| THE RECORDS |

- Opening Delimiter -

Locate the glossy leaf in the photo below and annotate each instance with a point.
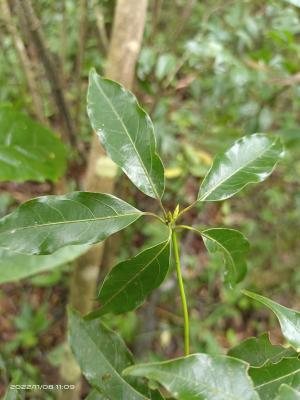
(45, 224)
(287, 393)
(200, 377)
(250, 160)
(15, 266)
(126, 132)
(289, 319)
(129, 283)
(268, 378)
(101, 355)
(235, 248)
(28, 150)
(259, 351)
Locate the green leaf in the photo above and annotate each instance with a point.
(101, 355)
(45, 224)
(200, 377)
(287, 393)
(235, 248)
(13, 394)
(268, 378)
(294, 2)
(95, 395)
(289, 319)
(16, 266)
(251, 159)
(28, 150)
(126, 132)
(259, 351)
(130, 282)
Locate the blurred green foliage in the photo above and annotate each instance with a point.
(208, 73)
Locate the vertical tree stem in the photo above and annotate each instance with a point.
(182, 294)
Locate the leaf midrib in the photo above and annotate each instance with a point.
(134, 276)
(129, 137)
(278, 379)
(189, 381)
(234, 173)
(113, 368)
(71, 222)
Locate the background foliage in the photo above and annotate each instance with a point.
(207, 74)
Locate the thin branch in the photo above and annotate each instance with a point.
(24, 60)
(25, 10)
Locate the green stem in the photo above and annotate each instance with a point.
(182, 294)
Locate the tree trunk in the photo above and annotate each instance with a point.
(24, 61)
(25, 10)
(128, 28)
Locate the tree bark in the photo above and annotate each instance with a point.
(24, 7)
(24, 60)
(127, 33)
(83, 12)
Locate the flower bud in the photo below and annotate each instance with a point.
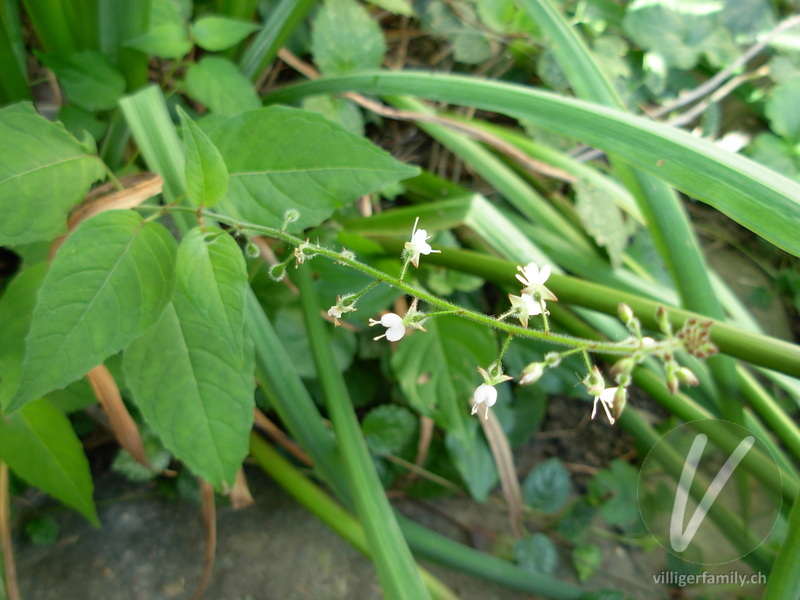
(663, 321)
(532, 373)
(620, 400)
(277, 272)
(594, 382)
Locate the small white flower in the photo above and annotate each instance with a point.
(395, 328)
(606, 398)
(524, 307)
(419, 244)
(533, 279)
(532, 373)
(485, 395)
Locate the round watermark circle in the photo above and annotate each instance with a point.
(710, 492)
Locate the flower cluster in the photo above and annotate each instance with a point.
(532, 301)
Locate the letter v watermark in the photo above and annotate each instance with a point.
(678, 538)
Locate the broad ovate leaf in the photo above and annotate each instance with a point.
(194, 391)
(212, 274)
(88, 78)
(44, 172)
(109, 282)
(206, 174)
(39, 444)
(283, 158)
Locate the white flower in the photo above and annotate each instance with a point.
(606, 398)
(419, 244)
(533, 279)
(524, 307)
(395, 328)
(485, 395)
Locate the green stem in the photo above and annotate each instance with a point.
(325, 507)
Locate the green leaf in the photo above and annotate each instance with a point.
(338, 110)
(166, 35)
(548, 486)
(88, 79)
(474, 461)
(781, 110)
(388, 428)
(536, 553)
(345, 39)
(288, 323)
(574, 522)
(297, 159)
(437, 370)
(44, 172)
(194, 392)
(215, 33)
(206, 173)
(39, 445)
(109, 282)
(218, 84)
(586, 559)
(212, 274)
(16, 309)
(750, 194)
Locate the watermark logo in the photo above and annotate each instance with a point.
(710, 492)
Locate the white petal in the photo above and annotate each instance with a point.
(391, 319)
(396, 332)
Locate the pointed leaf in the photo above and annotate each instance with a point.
(215, 33)
(16, 309)
(297, 159)
(193, 391)
(40, 446)
(217, 83)
(212, 274)
(206, 173)
(108, 283)
(44, 172)
(345, 39)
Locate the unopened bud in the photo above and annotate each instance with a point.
(663, 321)
(532, 373)
(625, 313)
(622, 367)
(252, 250)
(552, 359)
(277, 272)
(290, 216)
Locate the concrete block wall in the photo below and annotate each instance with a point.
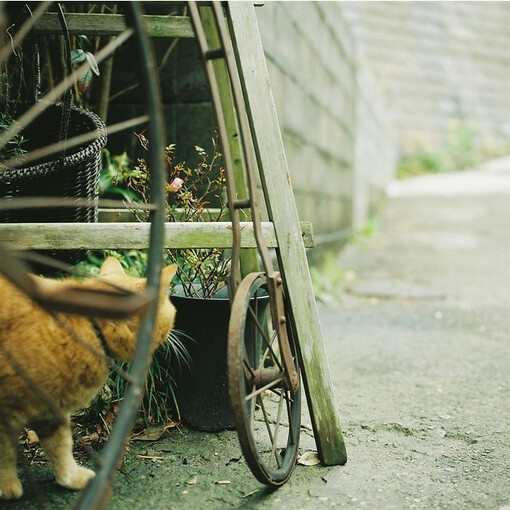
(339, 142)
(437, 63)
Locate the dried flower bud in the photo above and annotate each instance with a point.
(175, 185)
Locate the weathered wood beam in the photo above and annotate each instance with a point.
(132, 235)
(114, 24)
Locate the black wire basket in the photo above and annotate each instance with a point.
(70, 173)
(74, 175)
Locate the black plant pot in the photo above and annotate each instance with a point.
(202, 390)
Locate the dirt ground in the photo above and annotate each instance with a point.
(417, 336)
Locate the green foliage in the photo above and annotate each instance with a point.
(194, 194)
(14, 147)
(327, 278)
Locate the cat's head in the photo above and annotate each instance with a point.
(121, 334)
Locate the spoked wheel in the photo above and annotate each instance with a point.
(71, 150)
(267, 413)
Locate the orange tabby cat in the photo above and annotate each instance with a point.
(64, 375)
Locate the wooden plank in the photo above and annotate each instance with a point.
(114, 24)
(131, 235)
(249, 261)
(279, 196)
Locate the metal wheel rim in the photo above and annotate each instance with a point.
(265, 471)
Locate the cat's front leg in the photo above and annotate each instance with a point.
(58, 445)
(10, 486)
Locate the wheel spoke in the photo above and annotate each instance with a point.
(267, 415)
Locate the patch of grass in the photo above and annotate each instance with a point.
(327, 278)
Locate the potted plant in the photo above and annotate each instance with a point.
(200, 294)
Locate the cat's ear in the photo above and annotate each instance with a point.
(111, 265)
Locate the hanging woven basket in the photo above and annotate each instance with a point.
(73, 173)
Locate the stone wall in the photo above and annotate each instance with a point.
(438, 63)
(339, 142)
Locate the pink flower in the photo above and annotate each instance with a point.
(175, 185)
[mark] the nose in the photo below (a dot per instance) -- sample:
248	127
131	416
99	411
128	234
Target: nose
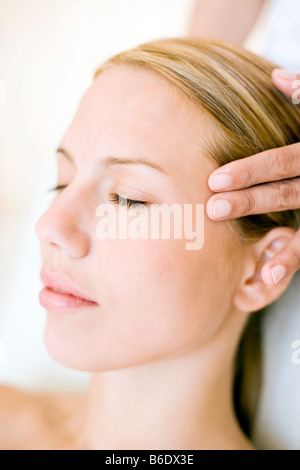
62	227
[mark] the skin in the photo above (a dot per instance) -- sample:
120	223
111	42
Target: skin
247	199
161	343
270	167
229	20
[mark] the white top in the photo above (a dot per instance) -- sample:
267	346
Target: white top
282	34
277	424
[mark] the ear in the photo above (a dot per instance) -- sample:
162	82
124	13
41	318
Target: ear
252	293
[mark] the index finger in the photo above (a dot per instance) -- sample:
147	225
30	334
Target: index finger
270	165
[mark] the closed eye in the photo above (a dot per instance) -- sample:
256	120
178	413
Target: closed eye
123	201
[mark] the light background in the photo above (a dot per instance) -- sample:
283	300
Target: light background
48	53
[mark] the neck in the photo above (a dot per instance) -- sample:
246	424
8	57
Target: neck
182	401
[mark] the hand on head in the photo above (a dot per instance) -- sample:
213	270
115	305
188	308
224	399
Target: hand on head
280	170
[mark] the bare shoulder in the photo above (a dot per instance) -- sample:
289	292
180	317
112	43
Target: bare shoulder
34	420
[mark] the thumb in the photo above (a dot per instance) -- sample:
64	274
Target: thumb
288	83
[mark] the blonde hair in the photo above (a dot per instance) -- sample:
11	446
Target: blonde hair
233	87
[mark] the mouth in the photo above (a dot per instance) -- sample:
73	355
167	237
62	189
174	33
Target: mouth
60	294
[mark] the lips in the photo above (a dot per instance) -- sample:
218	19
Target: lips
57	282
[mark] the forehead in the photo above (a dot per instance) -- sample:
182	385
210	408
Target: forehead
137	111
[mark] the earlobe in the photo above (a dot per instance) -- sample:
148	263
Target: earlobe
252	293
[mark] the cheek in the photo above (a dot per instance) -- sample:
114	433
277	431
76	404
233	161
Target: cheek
160	289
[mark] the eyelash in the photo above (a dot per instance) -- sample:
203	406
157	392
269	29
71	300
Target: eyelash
115	198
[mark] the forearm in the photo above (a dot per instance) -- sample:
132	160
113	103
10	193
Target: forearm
229	20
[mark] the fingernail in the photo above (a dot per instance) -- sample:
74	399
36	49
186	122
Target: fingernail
285	75
221	208
220	181
278	272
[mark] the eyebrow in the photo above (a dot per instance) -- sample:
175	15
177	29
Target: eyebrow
119	161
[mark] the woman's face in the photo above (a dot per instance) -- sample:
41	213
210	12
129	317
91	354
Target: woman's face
154	297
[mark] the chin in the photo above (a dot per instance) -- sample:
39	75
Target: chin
73	353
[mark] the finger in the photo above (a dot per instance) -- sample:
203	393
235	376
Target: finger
271	197
286	82
284	264
270	165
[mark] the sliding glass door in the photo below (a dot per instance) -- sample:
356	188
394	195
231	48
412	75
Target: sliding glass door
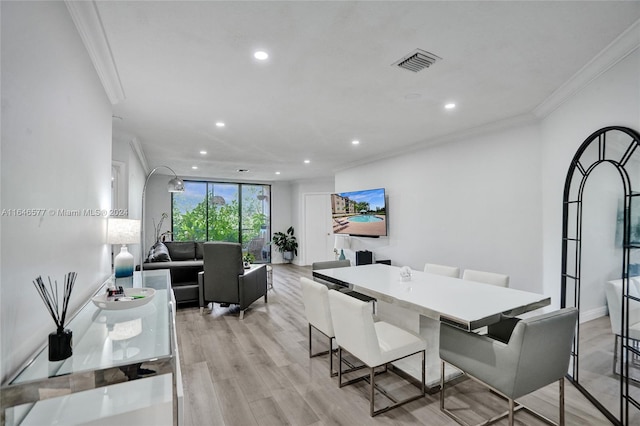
222	211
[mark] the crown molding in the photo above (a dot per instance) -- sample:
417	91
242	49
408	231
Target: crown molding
616	51
87	20
134	143
461	135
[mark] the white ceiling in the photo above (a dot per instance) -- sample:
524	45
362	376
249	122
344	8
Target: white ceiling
329	80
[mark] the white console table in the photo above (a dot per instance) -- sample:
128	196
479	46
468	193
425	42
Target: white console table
124	369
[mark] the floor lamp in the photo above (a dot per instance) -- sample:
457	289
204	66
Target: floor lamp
174	185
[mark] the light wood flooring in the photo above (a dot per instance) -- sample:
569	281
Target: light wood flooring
258	372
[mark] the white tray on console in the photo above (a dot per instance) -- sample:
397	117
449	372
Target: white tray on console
101	300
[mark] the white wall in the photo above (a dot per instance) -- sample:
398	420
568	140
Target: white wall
134	176
298	189
473	204
494	202
56	154
611	99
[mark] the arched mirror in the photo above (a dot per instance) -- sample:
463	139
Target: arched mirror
601	270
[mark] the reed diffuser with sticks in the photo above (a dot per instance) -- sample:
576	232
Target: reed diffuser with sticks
60	341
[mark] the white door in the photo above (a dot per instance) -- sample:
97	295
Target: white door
318	234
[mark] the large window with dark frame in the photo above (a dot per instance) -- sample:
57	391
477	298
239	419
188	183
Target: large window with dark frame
224	211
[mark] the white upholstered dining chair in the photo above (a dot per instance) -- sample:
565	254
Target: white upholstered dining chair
375	344
444	270
316	308
492	278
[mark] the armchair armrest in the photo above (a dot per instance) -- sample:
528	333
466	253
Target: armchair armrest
487	359
252	285
201	290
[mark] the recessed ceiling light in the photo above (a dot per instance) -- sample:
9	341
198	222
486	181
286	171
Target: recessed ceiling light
261	55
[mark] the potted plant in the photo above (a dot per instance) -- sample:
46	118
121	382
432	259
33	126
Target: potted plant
286	244
248	259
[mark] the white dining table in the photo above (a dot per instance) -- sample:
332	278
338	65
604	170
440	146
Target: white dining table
421	303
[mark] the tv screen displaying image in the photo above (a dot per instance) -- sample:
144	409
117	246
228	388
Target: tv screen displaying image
362	213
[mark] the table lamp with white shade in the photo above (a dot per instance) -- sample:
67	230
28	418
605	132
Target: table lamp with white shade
342	242
123	231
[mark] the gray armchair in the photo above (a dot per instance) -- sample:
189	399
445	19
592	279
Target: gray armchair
224	280
535	354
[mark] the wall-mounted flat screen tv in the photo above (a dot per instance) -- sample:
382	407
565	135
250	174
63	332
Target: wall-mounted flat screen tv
362	213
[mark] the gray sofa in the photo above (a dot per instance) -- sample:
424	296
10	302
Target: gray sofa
184	259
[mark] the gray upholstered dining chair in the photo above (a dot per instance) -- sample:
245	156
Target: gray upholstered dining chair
224	279
316	307
375	344
492	278
534	354
444	270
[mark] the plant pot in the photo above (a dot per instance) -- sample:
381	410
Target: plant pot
60	343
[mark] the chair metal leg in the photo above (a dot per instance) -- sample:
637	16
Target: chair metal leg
373	386
514	406
339	367
372	393
615	354
561	400
511	408
330	351
441	385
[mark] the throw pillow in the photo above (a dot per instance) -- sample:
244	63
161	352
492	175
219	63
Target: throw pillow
159	253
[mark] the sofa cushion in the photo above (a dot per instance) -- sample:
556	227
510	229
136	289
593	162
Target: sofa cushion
200	250
159	253
181	250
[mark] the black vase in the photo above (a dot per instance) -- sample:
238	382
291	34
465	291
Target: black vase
60	344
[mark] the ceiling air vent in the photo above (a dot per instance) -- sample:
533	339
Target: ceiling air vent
417	60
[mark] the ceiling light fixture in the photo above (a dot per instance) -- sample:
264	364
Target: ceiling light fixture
261	55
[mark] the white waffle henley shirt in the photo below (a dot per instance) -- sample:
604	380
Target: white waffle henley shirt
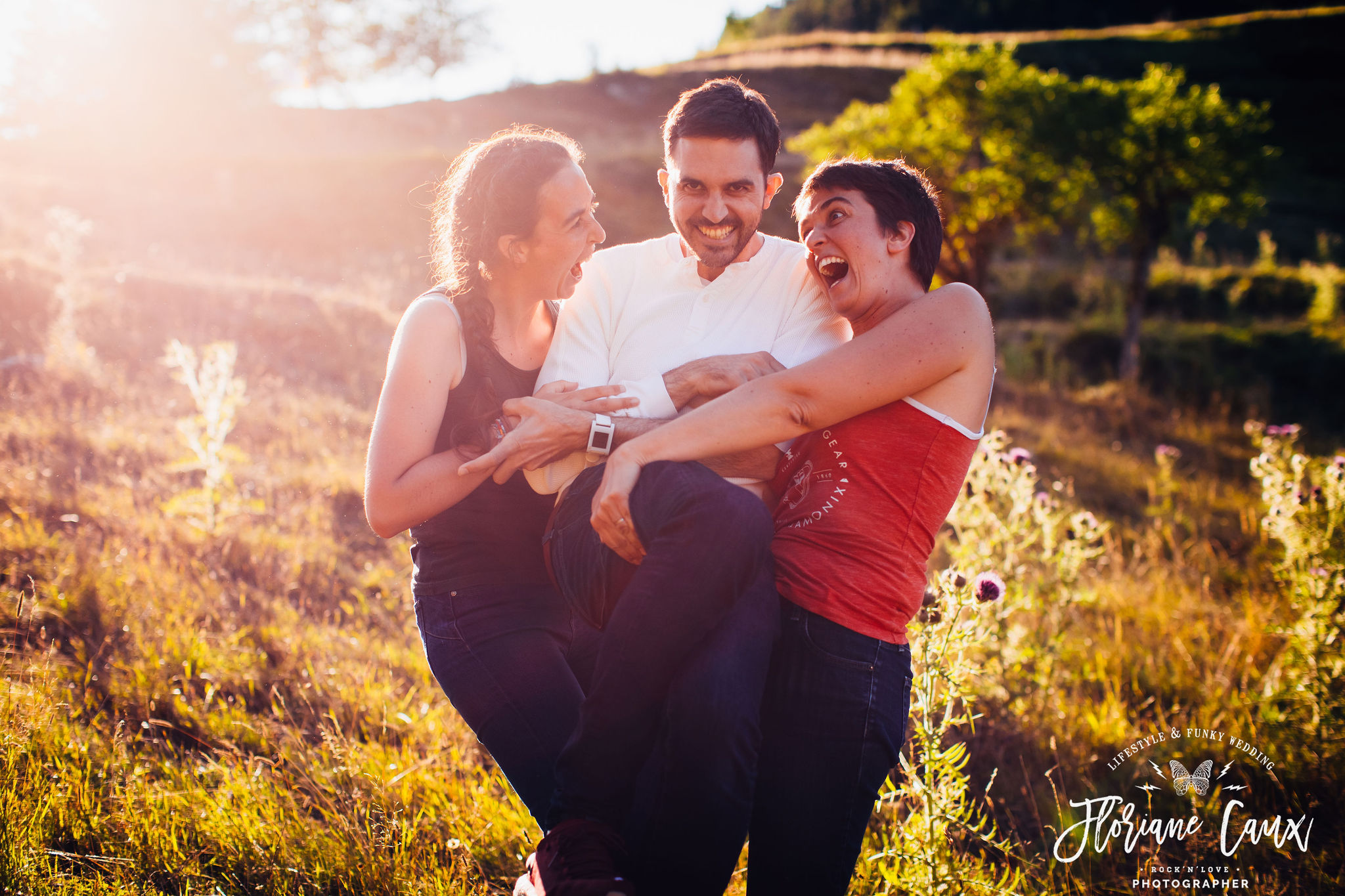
642	309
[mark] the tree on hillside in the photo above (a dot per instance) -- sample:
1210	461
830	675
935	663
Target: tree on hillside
985	131
1158	155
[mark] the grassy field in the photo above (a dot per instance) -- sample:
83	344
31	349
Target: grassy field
249	711
242	706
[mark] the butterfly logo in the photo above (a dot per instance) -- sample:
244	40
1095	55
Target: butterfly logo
1197	781
799	485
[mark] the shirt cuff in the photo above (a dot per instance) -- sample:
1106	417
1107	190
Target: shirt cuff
655	402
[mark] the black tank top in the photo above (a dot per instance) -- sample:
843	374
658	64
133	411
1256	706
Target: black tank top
494	535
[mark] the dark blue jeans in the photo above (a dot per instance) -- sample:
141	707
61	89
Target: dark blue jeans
833	725
513	660
667	736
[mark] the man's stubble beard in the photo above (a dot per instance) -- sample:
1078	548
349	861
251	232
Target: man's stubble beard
717	258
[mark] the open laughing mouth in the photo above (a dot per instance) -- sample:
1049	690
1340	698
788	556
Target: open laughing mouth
833	269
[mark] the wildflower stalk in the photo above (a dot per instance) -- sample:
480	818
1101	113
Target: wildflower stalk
217	394
1305	513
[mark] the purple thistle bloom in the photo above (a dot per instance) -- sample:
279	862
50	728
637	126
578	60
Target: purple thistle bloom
988	587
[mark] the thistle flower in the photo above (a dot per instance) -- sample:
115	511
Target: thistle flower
988	587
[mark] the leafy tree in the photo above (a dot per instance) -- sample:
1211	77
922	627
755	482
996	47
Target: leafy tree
1158	155
982	128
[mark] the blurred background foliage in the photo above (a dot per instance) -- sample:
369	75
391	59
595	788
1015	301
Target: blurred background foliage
240	703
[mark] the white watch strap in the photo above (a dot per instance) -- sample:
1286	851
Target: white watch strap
600	435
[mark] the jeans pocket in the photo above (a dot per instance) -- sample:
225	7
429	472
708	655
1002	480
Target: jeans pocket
838	644
435	617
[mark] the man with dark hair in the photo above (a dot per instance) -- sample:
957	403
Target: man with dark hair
666	747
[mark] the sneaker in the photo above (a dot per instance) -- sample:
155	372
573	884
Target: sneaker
529	884
580	857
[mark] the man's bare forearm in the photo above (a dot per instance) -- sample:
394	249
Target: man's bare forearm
753	464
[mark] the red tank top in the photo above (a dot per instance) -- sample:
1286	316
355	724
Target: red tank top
860	507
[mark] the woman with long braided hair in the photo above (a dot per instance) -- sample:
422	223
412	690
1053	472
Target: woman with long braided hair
513	224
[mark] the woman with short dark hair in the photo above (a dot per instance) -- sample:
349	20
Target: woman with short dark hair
885	429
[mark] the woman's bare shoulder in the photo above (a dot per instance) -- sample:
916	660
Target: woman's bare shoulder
961	296
430	337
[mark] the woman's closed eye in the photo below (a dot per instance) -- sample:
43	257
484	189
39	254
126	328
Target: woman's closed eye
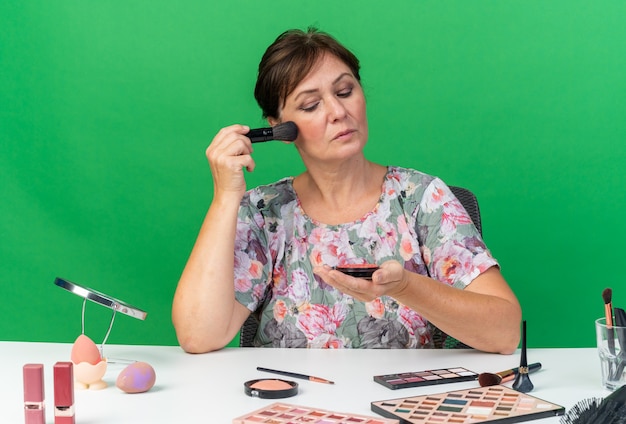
345	93
310	107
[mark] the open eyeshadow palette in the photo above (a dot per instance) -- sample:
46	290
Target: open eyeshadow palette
284	413
425	378
483	404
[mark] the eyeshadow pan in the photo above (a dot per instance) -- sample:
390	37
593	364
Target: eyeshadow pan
283	413
425	377
488	404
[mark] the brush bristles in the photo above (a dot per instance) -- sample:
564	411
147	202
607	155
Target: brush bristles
287	131
595	411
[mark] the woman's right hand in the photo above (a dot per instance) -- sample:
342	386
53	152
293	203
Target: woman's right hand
228	154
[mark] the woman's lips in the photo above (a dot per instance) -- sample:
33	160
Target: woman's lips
343	134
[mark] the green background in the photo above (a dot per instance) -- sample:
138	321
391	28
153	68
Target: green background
107	107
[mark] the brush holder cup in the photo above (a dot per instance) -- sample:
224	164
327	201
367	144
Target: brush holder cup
611	342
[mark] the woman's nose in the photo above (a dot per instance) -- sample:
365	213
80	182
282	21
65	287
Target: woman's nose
336	109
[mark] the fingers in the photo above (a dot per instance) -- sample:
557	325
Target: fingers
228	154
386	280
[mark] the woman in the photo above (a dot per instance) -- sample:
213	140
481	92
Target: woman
343	209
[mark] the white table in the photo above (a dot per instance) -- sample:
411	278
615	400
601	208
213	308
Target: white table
208	388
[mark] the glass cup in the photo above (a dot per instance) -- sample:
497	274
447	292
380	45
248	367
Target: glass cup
611	342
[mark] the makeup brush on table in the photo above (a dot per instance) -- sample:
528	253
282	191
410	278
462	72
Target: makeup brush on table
493	379
610	410
522	381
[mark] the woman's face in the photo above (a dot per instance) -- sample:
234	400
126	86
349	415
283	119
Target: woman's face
328	106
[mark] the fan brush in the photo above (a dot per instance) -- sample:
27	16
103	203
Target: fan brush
610	410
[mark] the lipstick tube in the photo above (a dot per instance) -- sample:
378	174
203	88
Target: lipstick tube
34	394
63	393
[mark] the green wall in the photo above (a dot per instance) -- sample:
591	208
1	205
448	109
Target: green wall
106	109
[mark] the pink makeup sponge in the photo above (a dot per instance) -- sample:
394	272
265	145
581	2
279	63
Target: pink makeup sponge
85	350
138	377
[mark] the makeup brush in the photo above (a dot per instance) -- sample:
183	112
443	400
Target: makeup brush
493	379
610	410
607	295
287	131
620	321
522	381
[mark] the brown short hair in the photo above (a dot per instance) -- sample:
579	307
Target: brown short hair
289	59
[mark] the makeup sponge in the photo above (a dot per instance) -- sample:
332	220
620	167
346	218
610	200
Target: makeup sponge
85	350
138	377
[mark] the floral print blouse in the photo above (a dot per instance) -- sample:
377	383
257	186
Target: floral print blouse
417	221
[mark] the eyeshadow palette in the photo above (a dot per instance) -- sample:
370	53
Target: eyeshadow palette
483	404
284	413
358	270
425	378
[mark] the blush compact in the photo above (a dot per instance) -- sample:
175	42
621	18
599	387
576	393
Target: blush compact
358	270
271	388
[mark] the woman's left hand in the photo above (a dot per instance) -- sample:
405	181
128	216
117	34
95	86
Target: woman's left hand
388	279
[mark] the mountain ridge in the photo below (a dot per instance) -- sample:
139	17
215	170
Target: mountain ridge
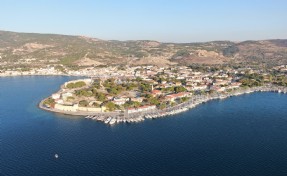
36	50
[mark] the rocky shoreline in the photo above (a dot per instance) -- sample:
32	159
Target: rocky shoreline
112	118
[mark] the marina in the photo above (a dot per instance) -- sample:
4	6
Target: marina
193	102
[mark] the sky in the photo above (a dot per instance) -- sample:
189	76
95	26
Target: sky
161	20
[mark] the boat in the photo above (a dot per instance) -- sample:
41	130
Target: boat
108	120
113	121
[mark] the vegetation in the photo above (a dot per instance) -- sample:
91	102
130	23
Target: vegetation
49	101
76	85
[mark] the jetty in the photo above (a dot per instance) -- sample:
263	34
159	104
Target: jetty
112	118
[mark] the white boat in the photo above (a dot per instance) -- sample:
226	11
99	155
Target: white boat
113	121
108	120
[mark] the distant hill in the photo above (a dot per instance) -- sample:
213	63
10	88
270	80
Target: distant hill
33	50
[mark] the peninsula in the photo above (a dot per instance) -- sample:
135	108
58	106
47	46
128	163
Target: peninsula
137	93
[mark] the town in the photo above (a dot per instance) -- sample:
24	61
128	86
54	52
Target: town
132	94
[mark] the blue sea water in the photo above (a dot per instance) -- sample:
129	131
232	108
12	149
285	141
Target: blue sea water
244	135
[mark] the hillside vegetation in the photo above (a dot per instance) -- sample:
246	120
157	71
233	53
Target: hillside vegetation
35	50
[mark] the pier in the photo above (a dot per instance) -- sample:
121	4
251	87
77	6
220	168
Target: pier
113	118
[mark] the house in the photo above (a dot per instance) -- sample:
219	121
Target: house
61	107
120	101
156	92
55	96
141	109
137	99
172	97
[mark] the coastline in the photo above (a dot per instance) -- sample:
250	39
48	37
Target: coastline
122	117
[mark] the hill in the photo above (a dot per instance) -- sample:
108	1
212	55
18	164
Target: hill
36	50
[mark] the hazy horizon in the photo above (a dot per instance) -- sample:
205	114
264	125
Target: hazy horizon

- Closing Delimiter -

| PROBLEM |
Number of lines holding the word "horizon" in the material: give this value and nothing more.

| EXERCISE ANSWER |
2